#### Task statement
Beginning with the line that has "Locate the person with" and ending with the line that has "Locate the gray sofa;", retype the entries below exactly, except for the pictures.

=== Begin Enclosure ===

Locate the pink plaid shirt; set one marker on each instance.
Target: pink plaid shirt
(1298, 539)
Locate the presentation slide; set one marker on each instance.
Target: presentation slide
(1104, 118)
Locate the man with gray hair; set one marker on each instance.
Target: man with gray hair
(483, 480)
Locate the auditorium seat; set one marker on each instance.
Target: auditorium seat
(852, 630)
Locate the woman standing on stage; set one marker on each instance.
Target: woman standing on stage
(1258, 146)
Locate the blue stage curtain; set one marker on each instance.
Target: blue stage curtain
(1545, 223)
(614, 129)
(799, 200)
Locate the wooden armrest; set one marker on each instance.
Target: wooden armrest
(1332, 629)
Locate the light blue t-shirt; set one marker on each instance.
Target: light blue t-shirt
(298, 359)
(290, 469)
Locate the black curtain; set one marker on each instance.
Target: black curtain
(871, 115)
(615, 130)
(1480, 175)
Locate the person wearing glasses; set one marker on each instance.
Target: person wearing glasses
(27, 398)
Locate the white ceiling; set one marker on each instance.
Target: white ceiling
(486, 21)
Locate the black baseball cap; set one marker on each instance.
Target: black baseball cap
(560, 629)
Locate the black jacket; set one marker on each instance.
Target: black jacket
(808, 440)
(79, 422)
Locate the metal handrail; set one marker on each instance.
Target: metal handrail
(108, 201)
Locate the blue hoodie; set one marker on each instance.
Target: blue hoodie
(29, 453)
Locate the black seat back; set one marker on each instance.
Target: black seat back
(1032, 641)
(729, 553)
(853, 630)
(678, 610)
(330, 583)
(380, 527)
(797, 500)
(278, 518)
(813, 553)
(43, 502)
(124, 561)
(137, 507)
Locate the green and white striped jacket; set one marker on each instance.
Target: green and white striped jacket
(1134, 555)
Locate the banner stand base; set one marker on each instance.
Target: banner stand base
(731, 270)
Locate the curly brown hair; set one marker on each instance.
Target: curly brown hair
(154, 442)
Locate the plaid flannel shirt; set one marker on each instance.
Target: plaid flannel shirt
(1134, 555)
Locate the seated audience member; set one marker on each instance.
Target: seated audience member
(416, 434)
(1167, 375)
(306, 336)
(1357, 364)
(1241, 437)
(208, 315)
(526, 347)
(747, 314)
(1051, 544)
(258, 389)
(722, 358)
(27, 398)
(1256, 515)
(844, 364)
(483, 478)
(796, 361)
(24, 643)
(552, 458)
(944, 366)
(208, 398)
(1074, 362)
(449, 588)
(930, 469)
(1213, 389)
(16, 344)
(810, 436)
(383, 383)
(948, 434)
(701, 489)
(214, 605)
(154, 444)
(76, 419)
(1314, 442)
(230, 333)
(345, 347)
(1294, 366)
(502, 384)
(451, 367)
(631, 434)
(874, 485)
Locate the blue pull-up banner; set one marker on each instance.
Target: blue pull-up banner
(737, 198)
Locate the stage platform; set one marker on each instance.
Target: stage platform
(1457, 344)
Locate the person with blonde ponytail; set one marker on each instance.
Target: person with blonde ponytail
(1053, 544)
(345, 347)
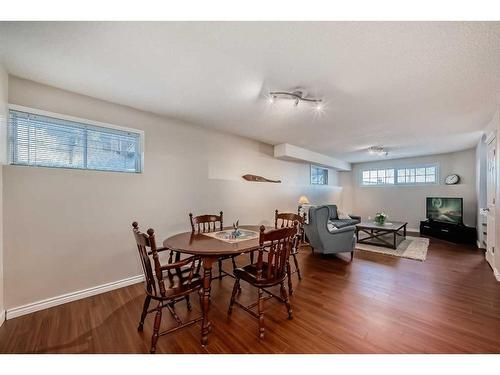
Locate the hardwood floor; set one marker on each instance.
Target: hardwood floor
(378, 304)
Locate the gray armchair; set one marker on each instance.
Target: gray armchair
(324, 241)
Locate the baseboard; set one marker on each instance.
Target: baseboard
(69, 297)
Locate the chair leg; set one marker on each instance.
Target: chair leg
(156, 329)
(233, 296)
(220, 269)
(260, 305)
(144, 313)
(289, 272)
(297, 265)
(284, 295)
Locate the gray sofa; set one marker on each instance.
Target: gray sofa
(327, 241)
(341, 223)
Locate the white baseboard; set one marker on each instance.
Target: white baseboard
(69, 297)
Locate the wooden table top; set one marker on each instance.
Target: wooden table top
(200, 244)
(390, 225)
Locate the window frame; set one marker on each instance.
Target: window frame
(312, 166)
(395, 169)
(60, 116)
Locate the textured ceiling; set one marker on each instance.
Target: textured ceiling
(414, 87)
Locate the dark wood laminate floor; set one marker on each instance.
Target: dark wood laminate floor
(378, 304)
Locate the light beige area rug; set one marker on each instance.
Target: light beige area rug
(411, 248)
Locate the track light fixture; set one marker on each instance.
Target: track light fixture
(297, 96)
(377, 150)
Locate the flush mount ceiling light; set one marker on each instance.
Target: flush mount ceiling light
(297, 95)
(377, 150)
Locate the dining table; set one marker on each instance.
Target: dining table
(209, 249)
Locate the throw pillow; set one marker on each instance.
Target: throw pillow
(343, 215)
(331, 227)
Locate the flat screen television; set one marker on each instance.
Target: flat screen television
(447, 210)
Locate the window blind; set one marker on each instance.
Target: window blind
(45, 141)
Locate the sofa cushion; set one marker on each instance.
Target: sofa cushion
(333, 215)
(344, 223)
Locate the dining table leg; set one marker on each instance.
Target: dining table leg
(207, 278)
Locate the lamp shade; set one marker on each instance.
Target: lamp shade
(303, 200)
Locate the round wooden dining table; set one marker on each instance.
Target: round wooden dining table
(210, 249)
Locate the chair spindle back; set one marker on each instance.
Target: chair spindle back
(206, 223)
(277, 245)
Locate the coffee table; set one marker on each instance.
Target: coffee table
(375, 233)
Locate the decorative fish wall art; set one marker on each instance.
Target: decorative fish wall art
(254, 178)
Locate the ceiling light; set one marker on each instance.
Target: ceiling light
(319, 107)
(297, 96)
(377, 150)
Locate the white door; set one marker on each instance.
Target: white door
(490, 200)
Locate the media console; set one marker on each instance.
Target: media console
(458, 233)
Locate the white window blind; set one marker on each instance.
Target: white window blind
(415, 175)
(378, 177)
(45, 141)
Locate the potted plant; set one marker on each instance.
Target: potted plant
(380, 218)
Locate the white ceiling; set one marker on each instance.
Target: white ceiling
(414, 87)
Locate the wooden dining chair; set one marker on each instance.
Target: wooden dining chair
(212, 223)
(286, 219)
(165, 284)
(270, 270)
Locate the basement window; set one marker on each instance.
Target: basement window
(58, 141)
(414, 175)
(319, 176)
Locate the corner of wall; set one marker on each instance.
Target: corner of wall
(4, 86)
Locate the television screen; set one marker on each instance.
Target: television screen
(448, 210)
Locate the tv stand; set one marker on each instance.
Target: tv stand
(458, 233)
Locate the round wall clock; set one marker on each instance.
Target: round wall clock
(452, 179)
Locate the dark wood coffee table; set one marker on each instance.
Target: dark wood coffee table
(375, 233)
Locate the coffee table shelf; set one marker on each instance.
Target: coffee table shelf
(377, 234)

=== End Enclosure ===

#### Solved exercise
Locate the person with blonde ponytail; set one marker on each instance.
Target: person with blonde ponytail
(1053, 544)
(345, 347)
Locate the hardwood floor; set one marker on each instance.
Target: hardwood floor
(378, 304)
Locate the gray armchair; set one marker on each instance.
Target: gray armchair
(324, 241)
Locate the baseboard; set one marker on each instance.
Target: baseboard
(69, 297)
Locate the chair leg; set one marker on each instance.
Target: chair leg
(156, 329)
(233, 296)
(220, 269)
(260, 305)
(144, 313)
(289, 272)
(297, 265)
(284, 295)
Locate the gray sofa; set one marker on each instance.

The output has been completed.